Что требуется:
Напишите продолжение приведённого ниже текста об истории открытия комбинационного рассеяния света, начав сразу после его последнего предложения.

══ Предоставленный текст ══

Дело в том, что в процессе длительных экспериментов по рассеянию света и явлению Мандельштама-Бриллюэна было проведено много разных вариантов опытов. В ходе этой работы было обнаружено, что помимо рассеяния Мандельштама-Бриллюэна, происходящего благодаря взаимодействию света с упругими акустическими волнами в кристалле в целом, существует рассеяние света более высоких частот, в которых играет роль структура отдельных молекул тела. Здесь тоже появляются новые спектральные линии, частота которых зависит от внутримолекулярных колебаний, а не только от частоты рассеиваемого света. Поэтому его назвали комбинационным рассеянием. Авторы ясно понимали значение этого открытия, приводящего, в частности, к множеству практических применений, так как, изучая новые линии, можно многое узнать о природе и структуре рассеивающих молекул.
Но поймать эти новые линии тогда было очень трудно, интенсивность их слишком мала. При тогдашней технике фотографировать спектр иногда приходилось с экспозицией в десятки часов. Теперь благодаря фотоэлектрической регистрации и лазерам положение неизмеримо облегчается.
Наконец, в начале 1928 г. Л. И. и Ландсберг получили снимки, качество которых их вполне удовлетворяло.[12]12
История этих экспериментов и открытия исключительно тщательно изучена, прослежена в статьях И. Л. Фабелинского [7]. В частности, он воспроизводит фотопластинку со спектром, в котором четко проступили линии комбинационного рассеяния. На ней рукой Ландсберга написана дата: 23-24 февраля 1928 г. Это раньше устного сообщения Рамана во время его выступления в Индийском физическом обществе (опубликованного, конечно, много позже) и много раньше появления в печати публикации Рамана, направленной в журнал 8 марта 1928 г. Наши же физики послали первую статью в печать позже, 6 мая. Можно думать, что у них были и более ранние успешные наблюдения, чем 23-24 февраля.
[Закрыть] Это было достигнуто в трудных условиях, при недостатке порой самых необходимых материалов. Так, нужную кварцевую трубку, как и многие другие вспомогательные материалы, Ландсберг привез из заграничной научной командировки, покупая все на свои сэкономленные деньги. Высококачественные кристаллы кварца, рассеяние в котором изучалось, раздобывали в комиссионных магазинах, покупая кварцевые печати, применявшиеся до революции для запечатывания писем сургучом.

═══
══ Сохранённые записи ══

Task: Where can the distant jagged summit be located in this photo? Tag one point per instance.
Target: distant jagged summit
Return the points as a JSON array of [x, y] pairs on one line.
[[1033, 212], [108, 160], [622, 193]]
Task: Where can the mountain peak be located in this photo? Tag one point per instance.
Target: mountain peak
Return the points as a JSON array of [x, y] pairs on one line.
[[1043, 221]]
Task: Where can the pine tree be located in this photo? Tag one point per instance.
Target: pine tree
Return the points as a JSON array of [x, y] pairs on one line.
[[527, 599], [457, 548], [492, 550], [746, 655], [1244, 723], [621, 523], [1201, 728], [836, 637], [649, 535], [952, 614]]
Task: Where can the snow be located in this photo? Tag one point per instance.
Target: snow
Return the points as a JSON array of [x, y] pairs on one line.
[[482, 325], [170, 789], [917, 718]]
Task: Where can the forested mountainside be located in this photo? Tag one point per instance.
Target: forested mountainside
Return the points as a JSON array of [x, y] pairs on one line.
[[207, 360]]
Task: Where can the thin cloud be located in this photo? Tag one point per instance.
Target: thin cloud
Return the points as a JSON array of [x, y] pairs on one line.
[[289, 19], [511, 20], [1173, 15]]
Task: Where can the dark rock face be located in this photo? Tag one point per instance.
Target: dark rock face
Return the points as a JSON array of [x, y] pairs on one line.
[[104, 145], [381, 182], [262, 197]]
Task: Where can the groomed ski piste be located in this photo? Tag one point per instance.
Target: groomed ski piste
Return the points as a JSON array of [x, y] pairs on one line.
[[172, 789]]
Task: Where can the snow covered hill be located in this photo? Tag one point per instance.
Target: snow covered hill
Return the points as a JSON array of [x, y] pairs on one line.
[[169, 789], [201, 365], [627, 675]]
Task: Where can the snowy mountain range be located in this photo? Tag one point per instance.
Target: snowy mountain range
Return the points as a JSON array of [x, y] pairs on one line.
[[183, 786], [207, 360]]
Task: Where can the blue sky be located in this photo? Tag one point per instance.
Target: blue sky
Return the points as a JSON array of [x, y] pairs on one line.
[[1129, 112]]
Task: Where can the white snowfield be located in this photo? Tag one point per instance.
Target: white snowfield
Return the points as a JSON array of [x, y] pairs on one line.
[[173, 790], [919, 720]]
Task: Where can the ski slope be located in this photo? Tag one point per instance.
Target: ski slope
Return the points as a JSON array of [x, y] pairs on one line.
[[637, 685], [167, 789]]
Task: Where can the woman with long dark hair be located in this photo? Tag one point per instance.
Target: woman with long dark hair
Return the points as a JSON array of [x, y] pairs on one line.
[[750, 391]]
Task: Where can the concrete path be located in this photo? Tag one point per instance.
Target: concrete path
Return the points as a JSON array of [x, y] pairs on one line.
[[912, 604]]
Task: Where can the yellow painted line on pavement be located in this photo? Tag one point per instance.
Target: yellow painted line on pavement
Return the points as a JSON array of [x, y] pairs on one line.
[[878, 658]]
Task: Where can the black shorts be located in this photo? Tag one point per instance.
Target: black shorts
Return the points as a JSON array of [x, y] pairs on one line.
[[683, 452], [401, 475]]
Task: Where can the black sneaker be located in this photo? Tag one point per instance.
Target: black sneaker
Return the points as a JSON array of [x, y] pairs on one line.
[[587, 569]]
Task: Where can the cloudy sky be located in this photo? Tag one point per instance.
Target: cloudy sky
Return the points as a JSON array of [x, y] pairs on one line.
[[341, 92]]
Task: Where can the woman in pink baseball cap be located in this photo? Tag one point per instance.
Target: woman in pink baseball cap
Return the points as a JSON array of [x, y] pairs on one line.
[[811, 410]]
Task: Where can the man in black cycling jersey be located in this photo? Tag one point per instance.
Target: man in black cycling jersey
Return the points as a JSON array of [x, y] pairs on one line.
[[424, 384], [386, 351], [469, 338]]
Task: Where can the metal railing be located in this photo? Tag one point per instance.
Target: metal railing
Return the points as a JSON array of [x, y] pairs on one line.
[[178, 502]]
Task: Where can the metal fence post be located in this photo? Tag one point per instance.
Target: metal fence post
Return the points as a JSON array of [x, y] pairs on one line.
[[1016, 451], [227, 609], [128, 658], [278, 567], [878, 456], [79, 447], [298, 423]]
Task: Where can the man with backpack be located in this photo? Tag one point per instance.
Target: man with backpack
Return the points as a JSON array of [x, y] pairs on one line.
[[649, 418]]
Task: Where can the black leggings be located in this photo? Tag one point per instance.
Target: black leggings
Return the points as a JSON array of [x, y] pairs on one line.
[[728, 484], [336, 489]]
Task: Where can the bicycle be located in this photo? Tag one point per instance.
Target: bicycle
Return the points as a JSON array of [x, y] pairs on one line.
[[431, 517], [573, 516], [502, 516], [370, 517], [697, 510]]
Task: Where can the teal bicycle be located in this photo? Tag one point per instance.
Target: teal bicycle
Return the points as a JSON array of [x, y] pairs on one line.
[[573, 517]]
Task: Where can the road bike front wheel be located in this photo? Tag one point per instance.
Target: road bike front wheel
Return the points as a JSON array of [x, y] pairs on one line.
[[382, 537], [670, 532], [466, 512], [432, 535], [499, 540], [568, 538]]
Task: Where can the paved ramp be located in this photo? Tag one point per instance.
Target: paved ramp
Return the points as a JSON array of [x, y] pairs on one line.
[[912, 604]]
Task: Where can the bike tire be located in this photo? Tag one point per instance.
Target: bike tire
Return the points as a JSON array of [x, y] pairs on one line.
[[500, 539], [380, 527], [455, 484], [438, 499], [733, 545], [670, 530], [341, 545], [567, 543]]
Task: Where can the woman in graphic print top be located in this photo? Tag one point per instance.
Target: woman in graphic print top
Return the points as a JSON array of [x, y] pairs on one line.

═══

Ответ на задание:
Однако уже надежно обнаружив новое явление в феврале, в соответствии с их обычным стилем поведения, описанным выше, наши физики не спешили с публикацией, как об этом уже было рассказано. И первый публичный доклад Ландсберг сделал в Институте физики Наркомздрава (там был значительны оптический отдел) 27 апреля, а статью в журнал послали 6 мая, как уже говорилось, построив теорию явления и убедившись, что теория согласуется с их экспериментами. Ко времени выхода их статьи из печати (9 июля) многие физики уже оценили значение этого открытия по сообщению Рамана; было опубликовано 16 статей разных авторов, они уже называли открытое явление эффектом Рамана, да и сами наши авторы со свойственным им чувством порядочности упомянули в первой же статье, что Раман (и его ученик и сотрудник Кришнан) опубликовали в «Nature» работу, «описывающую наблюдение того же эффекта», а во второй статье «авторы отсылают к работе Рамана и Кришнан, которая была им известна до того, как их сообщение было послано в печать» [8]. Уже создалось общественное мнение о первенстве индийского физика. Только специальное исследование могло бы восстановить историю в деталях. Кто же стал бы этим заниматься? Опоздали…
Но на самом деле была и еще одна причина задержки. О ней нельзя не сказать.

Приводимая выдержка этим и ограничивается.